**USING THE INFORMATION**
A: Quote the forum thread about a lump after thyroid surgery word for word, starting at "Unfortunately, next week" and ending at "(Dec 20, 2009)".
B: Answer these questions from the forum thread about a lump after thyroid surgery:
(i) How long ago did jenny v have the total thyroidectomy?
(ii) How soon does jenny v go on vacation?
(iii) What did Lovlkn at first think the arm cyst was?
C: Proceed with the forum thread about a lump after thyroid surgery, picking up after its last sentence.

**STUDY TEXT**
======

# Hard Lump after Surgery



## jenny v (May 6, 2012)

I am almost 2 years out from my total thyroidectomy and I've never had any structural problems in my neck in all that time. This morning I woke up with an acorn sized lump just above my scar and it's visible to people when I tilt my head back a little. It doesn't hurt, it's a hard knot and I do feel a slight pressure in my throat where it is (it feels like I have a lump in my throat when I swallow).

Has anyone else had this happen? I can't get in to see my ENT surgeon until next Tuesday, although I am on the cancellation list.


----------



## Octavia (Aug 1, 2011)

That's new to me, jenny v. Keep a close eye on it to observe whether it's changing in size (or "form").


----------



## jenny v (May 6, 2012)

Thanks, Octavia. I'm a little obsessed with it, so I'm definitely keeping track of its size, lol!

I know thyroids can grow back, but does it happen that fast and just pop out overnight? I guess I'll find out more next week when I see my ENT. I'm hoping it's just nothing or something that can be drained because I go on vacation in 3 weeks and I am not giving that up for anything.


----------



## Octavia (Aug 1, 2011)

Here's a thought....I wonder if you could get in quickly with your primary care physician and get an ultrasound ordered/done. My guess is that's the first thing the ENT will do anyway, so maybe you could get a head start on things.


----------



## jenny v (May 6, 2012)

Unfortunately, next week is the earliest I could get in with anyone, so I'm stuck waiting. If it does swell much more or get painful, I'm going to go camp out at my ENT's office.


----------



## Lovlkn (Dec 20, 2009)

Maybe its a random cyst -

I just got one on my arm - thought it was an ingrown hair. My doc saw it at my lab check and told me it was some sort of cyst. He did not offer to cut it out - told me to leave it alone and it will get smaller on it's own.

======

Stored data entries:

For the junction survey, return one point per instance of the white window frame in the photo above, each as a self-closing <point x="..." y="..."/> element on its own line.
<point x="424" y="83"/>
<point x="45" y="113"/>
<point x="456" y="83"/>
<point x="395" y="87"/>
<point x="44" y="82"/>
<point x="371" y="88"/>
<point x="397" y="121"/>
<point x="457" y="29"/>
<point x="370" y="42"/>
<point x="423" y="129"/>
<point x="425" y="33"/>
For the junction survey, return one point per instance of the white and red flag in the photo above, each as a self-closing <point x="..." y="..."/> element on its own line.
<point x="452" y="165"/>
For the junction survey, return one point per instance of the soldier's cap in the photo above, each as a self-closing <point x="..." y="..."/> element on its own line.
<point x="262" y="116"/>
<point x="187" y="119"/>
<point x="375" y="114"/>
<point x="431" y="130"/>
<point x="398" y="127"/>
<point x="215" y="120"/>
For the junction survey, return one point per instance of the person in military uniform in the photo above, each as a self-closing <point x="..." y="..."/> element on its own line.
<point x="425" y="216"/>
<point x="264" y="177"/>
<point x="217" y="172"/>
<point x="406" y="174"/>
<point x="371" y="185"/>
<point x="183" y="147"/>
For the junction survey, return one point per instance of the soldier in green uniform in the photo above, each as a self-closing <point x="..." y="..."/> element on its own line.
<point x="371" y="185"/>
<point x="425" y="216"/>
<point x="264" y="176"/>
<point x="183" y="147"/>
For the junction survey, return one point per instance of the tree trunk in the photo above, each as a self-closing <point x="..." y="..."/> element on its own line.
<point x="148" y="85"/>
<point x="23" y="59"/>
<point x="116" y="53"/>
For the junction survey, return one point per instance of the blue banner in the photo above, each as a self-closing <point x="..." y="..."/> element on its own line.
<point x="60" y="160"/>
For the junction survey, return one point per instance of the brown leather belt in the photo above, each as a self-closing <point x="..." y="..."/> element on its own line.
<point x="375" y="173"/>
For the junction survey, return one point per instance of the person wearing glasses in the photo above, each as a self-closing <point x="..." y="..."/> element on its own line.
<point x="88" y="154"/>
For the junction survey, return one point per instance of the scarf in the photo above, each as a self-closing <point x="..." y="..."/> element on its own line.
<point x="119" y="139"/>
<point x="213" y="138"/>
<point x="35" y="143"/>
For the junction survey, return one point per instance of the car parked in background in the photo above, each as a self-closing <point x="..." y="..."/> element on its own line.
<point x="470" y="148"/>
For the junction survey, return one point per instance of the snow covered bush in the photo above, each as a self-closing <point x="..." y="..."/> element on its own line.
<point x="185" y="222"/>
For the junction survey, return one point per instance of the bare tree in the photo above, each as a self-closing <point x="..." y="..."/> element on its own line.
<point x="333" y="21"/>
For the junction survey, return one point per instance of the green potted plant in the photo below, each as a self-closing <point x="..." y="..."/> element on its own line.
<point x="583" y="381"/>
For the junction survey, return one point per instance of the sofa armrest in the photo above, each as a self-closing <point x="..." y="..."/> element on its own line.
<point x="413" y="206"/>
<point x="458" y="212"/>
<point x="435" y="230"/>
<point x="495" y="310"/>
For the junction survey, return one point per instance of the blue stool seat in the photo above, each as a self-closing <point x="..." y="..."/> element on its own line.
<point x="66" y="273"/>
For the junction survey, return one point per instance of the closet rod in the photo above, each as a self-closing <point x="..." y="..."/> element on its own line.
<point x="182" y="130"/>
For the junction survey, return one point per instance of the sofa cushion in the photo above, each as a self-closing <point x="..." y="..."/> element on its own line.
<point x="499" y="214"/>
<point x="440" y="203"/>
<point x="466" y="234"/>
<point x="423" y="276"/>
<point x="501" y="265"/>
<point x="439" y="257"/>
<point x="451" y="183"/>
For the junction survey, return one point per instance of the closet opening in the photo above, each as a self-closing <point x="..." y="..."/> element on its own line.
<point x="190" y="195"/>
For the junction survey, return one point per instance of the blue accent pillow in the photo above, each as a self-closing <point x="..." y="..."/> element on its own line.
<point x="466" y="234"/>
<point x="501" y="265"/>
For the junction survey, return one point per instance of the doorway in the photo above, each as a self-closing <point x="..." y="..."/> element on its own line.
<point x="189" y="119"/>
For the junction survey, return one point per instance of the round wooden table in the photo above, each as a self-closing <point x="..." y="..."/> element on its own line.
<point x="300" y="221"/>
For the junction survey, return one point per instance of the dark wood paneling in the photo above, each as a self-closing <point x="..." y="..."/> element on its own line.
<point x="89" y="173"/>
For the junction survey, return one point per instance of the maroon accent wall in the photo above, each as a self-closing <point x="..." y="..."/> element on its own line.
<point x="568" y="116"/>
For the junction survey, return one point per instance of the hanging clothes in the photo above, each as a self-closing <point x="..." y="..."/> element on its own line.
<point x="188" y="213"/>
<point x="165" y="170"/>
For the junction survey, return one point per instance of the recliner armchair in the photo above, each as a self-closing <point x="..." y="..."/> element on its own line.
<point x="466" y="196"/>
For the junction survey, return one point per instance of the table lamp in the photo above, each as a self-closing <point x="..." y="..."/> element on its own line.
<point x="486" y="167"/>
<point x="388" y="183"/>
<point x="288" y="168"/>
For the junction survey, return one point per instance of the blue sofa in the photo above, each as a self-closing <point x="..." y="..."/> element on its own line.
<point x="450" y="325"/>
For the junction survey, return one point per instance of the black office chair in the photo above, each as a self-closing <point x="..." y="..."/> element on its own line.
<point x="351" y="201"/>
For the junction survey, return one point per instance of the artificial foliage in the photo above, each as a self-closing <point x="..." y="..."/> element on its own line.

======

**RESPONSES**
A:
Unfortunately, next week is the earliest I could get in with anyone, so I'm stuck waiting. If it does swell much more or get painful, I'm going to go camp out at my ENT's office.


----------



## Lovlkn (Dec 20, 2009)

B:
(i) Almost 2 years.
(ii) In 3 weeks.
(iii) An ingrown hair.

C:
----------



## jenny v (May 6, 2012)

Lovlkn, did your cyst feel like a solid lump? Mine isn't tender but it feels solid and it's becoming really annoying simply because of where it's popped up--it's sitting right on the base of my throat, so I constantly feel it. Tuesday can't come fast enough, lol!


----------



## jenny v (May 6, 2012)

I finally saw my ENT and he thinks the lump is a lymph node. I'm doing a 10 day course of antibiotics to see if that reduces it and if not, we'll do a needle biopsy in later October. He doesn't think it's cancer or anything serious, but since it's sitting in such a sensitive area, he did leave open the option of surgical removal if it doesn't go away on its own. We'll see!


----------



## Andros (Aug 26, 2009)

Gosh; Jenny!! It's always something. Maybe some tissue left behind did replicate or a lymph node?

Glad you will get FNA; this is not something to just surmise about given your medical history.

Sending prayers and hugs your way,


----------



## vicksay (Sep 8, 2015)

My Incession is tight and swollen i guess this is ok.


----------



## jenny v (May 6, 2012)

It's funny that this thread popped up again--I met with my ENT yesterday (he did my thyroid surgery) and it looks like I'll be going under the knife again.

The little lump has not gone away with antibiotics and after 6 weeks, he doesn't think it will go away on its own either. Plus, it's sitting right on my trachea and is fairly uncomfortable. We ruled out doing an ultrasound because that will only show him the size of it and not what it's made up of, and I ruled out a biopsy because it's going to come out either way and if I can avoid a needle in my neck, I do, lol!

So, I have surgery scheduled for Nov. 6th and he thinks it will only take 30-45 minutes to remove since it's close to the surface. He'll use my existing scar to go in and I will go home the same day.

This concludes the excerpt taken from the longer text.